These are the most and least polluting means of transport:

Walking and cycling:

Walking and cycling are always the most eco-friendly vehicles, which contribute to the care of the environment. Their use helps to control the amount of air and is a means of travel that does not release carbon dioxide into the atmosphere. This way of getting around is also healthy and has multiple benefits, in fact, when moving around the city it is even faster to cycle or walk.

Trains and rail transport:

In this case, we are talking about the metro, the tramway, the high-speed trains… These represent the mass transport with the lowest emissions on the environment. The train, in particular, can carry more than 150 people with emissions of 14g of CO2 per person. In addition, using public transport brings another benefit to the environment by reducing traffic jams.

The ship:

Its environmental impact depends very much on the ship or the fuel it uses. According to the Department for Business, Energy and Industrial Strategy (BEIS), a commercial vessel emits approximately 18 grams of CO2 per kilometre travelled. A much more environmentally friendly option than other modes of transport, such as the car or plane (depending on emissions and occupancy capacity).

◇ ◇ ◇

To-do list:
1 > Do these statements agree with the transport passage? For each, answer yes or no and quote the words that decide it.
(a) A train can carry more than 150 people with emissions of 14g of CO2 per person.
(b) The passage credits the Department for Business, Energy and Industrial Strategy for a ship emissions figure.
(c) The passage says walking is slower than other ways of getting around the city.
2 > Answer these from the transport passage:
(a) Which kinds of rail transport does it name?
(b) What added benefit of public transport does it mention?
(c) About how much CO2 does a commercial vessel emit per kilometer?
3 > Turn the paragraph of the transport passage that begins "In this case, we are talking about" into a short bulleted list that keeps its main facts.

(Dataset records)
◇ ◇ ◇

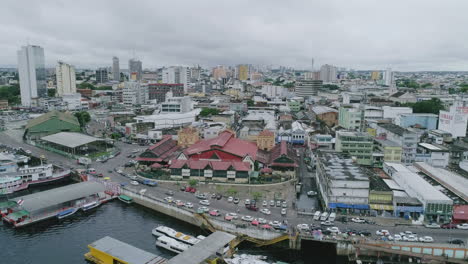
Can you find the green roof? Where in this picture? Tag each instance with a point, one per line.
(64, 116)
(125, 197)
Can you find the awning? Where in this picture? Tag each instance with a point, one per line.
(381, 207)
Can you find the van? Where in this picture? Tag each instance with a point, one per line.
(332, 217)
(324, 216)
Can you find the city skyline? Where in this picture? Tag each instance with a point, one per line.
(351, 35)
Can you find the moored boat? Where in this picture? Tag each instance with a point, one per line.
(171, 244)
(126, 199)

◇ ◇ ◇

Problem solutions:
1 >
(a) Yes: "The train, in particular, can carry more than 150 people with emissions of 14g of CO2 per person."
(b) Yes: "According to the Department for Business, Energy and Industrial Strategy (BEIS), a commercial vessel emits approximately 18 grams of CO2 per kilometre travelled."
(c) No: "when moving around the city it is even faster to cycle or walk."

2 >
(a) The metro, the tramway and high-speed trains.
(b) It reduces traffic jams.
(c) Approximately 18 grams.

3 >
- Rail transport covers the metro, the tramway and high-speed trains.
- These are the mass transport with the lowest emissions on the environment.
- A train can carry more than 150 people with emissions of 14g of CO2 per person.
- Using public transport also helps the environment by reducing traffic jams.